Reproduce word for word the portion of the excerpt below on the people's making of the Constitution that runs between "Instructed by experience, the" and "6 Wheat. 264.)", inclusive.

◆ **PAGE EXCERPT**

+-------+

Thus, whatever may have been the lack of knowledge on the part of our leaders and “constitutional” lawyers for the last five years, we ourselves know, with knowledge that is a certainty, that the ratifying conventions of 1787 and 1788 WERE the American people themselves or the citizens of the new nation, America, assembled in their respective states.

Our Supreme Court has always had the same knowledge and acted upon it.

The Constitution of the United States was ordained and established, not by the states in their sovereign capacities [the respective peoples or citizens of each State] but emphatically, as the preamble of the Constitution declares, by “the people of the United States” [namely the one people of America].... It was competent to the people to invest the general government with all the powers which they might deem proper and necessary; to extend or restrain these powers according to their own good pleasure, and to give them a paramount and supreme authority.... The people had a right to prohibit to the states the exercise of any powers which were, in their judgment, incompatible with the objects of the general compact [between the citizens or members of the new nation], to make the powers of the state governments, in given cases, subordinate to those of the nation, or to reserve to themselves those sovereign authorities which they might not choose to delegate to either. (Supreme Court, Martin v. Hunter’s Lessee, 1 Wheat. 304, at p. 324.)

Instructed by experience, the American people, in the conventions of their respective states, adopted the present Constitution.... The people made the Constitution and the people can unmake it. It is the creature of their will, and lives only by their will. But this supreme and irresistible power to make or to unmake resides only in the whole body of the people, not in any subdivisions of them. (Marshall, in Supreme Court, Cohens v. Virginia, 6 Wheat. 264.)

+-------+

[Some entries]
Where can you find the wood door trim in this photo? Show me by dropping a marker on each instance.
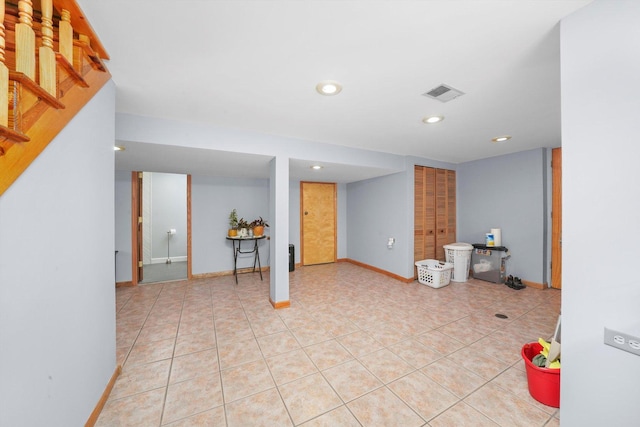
(189, 263)
(135, 213)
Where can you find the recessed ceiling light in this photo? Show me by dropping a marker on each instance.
(502, 138)
(433, 119)
(328, 88)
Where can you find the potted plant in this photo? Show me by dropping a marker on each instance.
(243, 226)
(258, 226)
(233, 223)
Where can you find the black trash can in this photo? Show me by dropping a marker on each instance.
(292, 258)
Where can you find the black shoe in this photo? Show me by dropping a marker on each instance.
(517, 284)
(509, 281)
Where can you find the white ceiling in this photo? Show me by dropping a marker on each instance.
(254, 65)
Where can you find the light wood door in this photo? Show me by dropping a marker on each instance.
(556, 218)
(434, 212)
(318, 222)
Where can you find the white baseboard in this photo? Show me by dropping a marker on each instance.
(173, 259)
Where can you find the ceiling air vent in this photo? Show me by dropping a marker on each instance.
(443, 93)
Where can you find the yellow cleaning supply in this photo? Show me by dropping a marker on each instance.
(555, 364)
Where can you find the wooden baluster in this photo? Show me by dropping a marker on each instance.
(25, 40)
(65, 36)
(46, 54)
(4, 74)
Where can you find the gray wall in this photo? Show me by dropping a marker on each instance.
(377, 212)
(168, 210)
(212, 199)
(508, 192)
(600, 286)
(57, 297)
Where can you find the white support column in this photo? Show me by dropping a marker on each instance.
(279, 243)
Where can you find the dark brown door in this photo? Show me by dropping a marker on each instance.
(318, 222)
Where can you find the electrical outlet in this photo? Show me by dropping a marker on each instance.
(622, 341)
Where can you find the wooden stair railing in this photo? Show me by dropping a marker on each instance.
(51, 65)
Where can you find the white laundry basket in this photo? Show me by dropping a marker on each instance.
(459, 254)
(434, 273)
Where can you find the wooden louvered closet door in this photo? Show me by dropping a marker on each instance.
(434, 212)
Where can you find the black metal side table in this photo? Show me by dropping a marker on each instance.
(237, 249)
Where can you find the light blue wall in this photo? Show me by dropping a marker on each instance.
(508, 192)
(601, 226)
(57, 293)
(169, 210)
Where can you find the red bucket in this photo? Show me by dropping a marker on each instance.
(544, 383)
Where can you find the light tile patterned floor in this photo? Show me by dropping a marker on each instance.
(356, 348)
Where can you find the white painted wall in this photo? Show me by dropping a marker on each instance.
(601, 226)
(57, 294)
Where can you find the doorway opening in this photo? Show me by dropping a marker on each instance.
(163, 247)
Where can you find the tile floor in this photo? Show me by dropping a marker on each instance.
(356, 348)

+-------+

◆ **ANSWER TO THE EXERCISE**
Instructed by experience, the American people, in the conventions of their respective states, adopted the present Constitution.... The people made the Constitution and the people can unmake it. It is the creature of their will, and lives only by their will. But this supreme and irresistible power to make or to unmake resides only in the whole body of the people, not in any subdivisions of them. (Marshall, in Supreme Court, Cohens v. Virginia, 6 Wheat. 264.)